▸ The exercise: In the records below, rename every "broadcast still" to "video frame" and give all the lines back with nothing else changed.

▸ Material to process:
================================

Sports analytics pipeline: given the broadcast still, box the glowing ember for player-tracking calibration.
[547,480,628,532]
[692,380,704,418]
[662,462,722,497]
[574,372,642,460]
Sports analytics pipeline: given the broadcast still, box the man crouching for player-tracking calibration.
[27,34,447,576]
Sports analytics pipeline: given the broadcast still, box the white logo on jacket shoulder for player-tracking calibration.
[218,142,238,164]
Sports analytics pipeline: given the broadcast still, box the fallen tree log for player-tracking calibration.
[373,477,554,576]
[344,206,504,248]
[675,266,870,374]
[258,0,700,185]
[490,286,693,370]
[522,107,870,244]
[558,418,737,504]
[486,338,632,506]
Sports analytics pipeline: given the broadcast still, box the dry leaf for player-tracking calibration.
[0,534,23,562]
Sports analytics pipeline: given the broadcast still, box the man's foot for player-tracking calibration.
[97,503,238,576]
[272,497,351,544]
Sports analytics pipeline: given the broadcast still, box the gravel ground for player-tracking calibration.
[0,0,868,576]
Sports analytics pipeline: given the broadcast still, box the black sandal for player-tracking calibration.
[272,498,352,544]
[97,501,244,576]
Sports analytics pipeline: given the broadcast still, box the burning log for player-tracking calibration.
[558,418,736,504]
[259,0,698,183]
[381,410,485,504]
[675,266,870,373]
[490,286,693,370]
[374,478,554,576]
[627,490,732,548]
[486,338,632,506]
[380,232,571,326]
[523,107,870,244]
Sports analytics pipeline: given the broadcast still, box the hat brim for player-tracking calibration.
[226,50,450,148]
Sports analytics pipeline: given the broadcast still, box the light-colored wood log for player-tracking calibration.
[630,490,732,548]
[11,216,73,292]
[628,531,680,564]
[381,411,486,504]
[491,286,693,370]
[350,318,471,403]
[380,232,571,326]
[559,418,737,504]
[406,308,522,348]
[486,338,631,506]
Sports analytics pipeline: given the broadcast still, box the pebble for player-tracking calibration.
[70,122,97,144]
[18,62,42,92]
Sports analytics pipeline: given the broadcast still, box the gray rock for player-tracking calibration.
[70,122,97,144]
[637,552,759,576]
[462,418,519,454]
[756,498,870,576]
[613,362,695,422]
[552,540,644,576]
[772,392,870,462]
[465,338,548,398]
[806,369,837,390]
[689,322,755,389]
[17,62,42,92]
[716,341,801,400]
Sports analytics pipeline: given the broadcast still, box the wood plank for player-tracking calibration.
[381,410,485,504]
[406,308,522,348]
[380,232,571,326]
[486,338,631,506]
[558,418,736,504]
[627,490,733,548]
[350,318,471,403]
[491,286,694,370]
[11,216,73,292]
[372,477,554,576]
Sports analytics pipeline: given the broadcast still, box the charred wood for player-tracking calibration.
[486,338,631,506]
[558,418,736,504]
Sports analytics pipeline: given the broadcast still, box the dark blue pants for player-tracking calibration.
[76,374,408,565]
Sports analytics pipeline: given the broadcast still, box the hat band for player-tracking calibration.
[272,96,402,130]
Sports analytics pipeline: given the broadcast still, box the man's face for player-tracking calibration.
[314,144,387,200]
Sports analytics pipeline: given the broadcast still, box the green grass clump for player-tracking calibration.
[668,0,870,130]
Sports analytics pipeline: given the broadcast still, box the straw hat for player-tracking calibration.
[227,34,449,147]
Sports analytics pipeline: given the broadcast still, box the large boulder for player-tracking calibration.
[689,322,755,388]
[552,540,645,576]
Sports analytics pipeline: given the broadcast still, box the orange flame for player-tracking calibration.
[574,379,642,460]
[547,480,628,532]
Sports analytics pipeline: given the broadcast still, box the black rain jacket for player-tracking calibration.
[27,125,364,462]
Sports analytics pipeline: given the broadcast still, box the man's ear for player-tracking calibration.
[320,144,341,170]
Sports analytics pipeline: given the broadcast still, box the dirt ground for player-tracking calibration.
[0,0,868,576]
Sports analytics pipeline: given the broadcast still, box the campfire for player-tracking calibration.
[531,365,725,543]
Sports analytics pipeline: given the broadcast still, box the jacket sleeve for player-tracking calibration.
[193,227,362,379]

================================

▸ Response below:
Sports analytics pipeline: given the video frame, box the glowing ember for player-tracking calibration.
[547,480,628,532]
[692,380,704,418]
[662,462,722,497]
[574,372,642,460]
Sports analytics pipeline: given the video frame, box the man crouching for player-tracking calibration.
[27,34,447,576]
Sports analytics pipeline: given the video frame, box the white logo on jacket shoulder for player-tracking calibration.
[218,142,238,164]
Sports analytics pipeline: given the video frame, box the fallen tree log for player-tracking calibration.
[373,477,554,576]
[344,206,504,248]
[675,266,870,374]
[258,0,700,185]
[490,286,693,370]
[522,107,870,244]
[558,418,737,504]
[486,338,632,506]
Sports analytics pipeline: given the video frame, box the dry leaf for player-tracking calibration.
[0,534,23,562]
Sports analytics pipeline: given the video frame, box the man's foot for player-tracking calibration.
[97,503,238,576]
[272,497,351,544]
Sports analytics pipeline: given the video frame, box the gravel ground for player-tracking calibration.
[0,0,868,576]
Sports analytics pipeline: given the video frame, box the black sandal for player-tracking calibration.
[272,498,352,544]
[97,501,244,576]
Sports analytics pipeline: given the video frame, box the burning log for player-tracking calibration.
[558,418,736,504]
[259,0,698,183]
[381,410,485,504]
[675,266,870,373]
[490,286,693,370]
[374,478,554,576]
[627,490,732,548]
[486,338,632,506]
[380,232,571,326]
[523,107,870,244]
Sports analytics pipeline: given the video frame, box the hat brim for player-tracking calibration.
[226,50,450,148]
Sports analytics pipeline: given the video frame, box the light-colored wood log for player-tracking calibration.
[630,490,732,548]
[11,216,73,292]
[628,531,680,564]
[381,411,486,504]
[491,286,693,370]
[350,318,471,403]
[380,232,571,326]
[559,418,737,504]
[406,308,522,348]
[486,338,631,506]
Sports analytics pipeline: given the video frame, box the pebble for player-tracking calibration.
[70,122,97,144]
[18,62,42,92]
Sports analytics pipeline: given the video frame, box the gray rock for player-tracking calibration.
[70,122,97,144]
[637,552,759,576]
[462,418,519,454]
[756,498,870,576]
[613,362,695,422]
[552,540,644,576]
[772,392,870,462]
[465,338,548,398]
[806,369,837,390]
[689,322,755,389]
[17,62,42,92]
[716,341,801,400]
Sports analytics pipeline: given the video frame, box the wood plank for player-tracking calibration.
[381,410,485,504]
[406,308,522,348]
[380,232,571,326]
[486,338,631,506]
[558,418,736,504]
[627,490,733,548]
[350,318,471,403]
[491,286,694,370]
[11,216,73,292]
[372,477,554,576]
Sports analytics pipeline: given the video frame, box the charred wood for player-tracking calibration.
[486,338,631,506]
[558,418,736,504]
Sports analytics pipeline: given the video frame, box the dark blue pants for player-tracking calibration.
[76,374,408,565]
Sports analytics pipeline: given the video frame, box the hat band for player-tracking calibration.
[272,96,402,130]
Sports analytics pipeline: given the video frame, box the man's face for player-tracking calibration.
[314,144,387,200]
Sports analytics pipeline: given the video frame, box the green grass clump for player-tracking calibration.
[668,0,870,130]
Sports analytics pipeline: given the video frame, box the straw hat for player-tracking calibration.
[227,34,449,147]
Sports analytics pipeline: given the video frame, box the large boulder for player-tracking calibration.
[689,322,755,388]
[552,540,645,576]
Sports analytics pipeline: given the video frame, box the orange flame for player-tracking calibration.
[574,379,642,460]
[547,480,628,532]
Sports analytics pipeline: given the video frame, box the black rain jacket for player-tracking calibration.
[27,125,364,462]
Sports analytics pipeline: given the video frame, box the man's ear for player-tracking calibration.
[320,144,341,170]
Sports analytics pipeline: given the video frame, box the dirt ground for player-tracking calibration.
[0,0,868,576]
Sports analytics pipeline: given the video frame, box the campfire for player-tracking calibration.
[531,365,725,543]
Sports analytics pipeline: given the video frame, box the jacket sleeve for player-tracking calibration.
[193,227,362,379]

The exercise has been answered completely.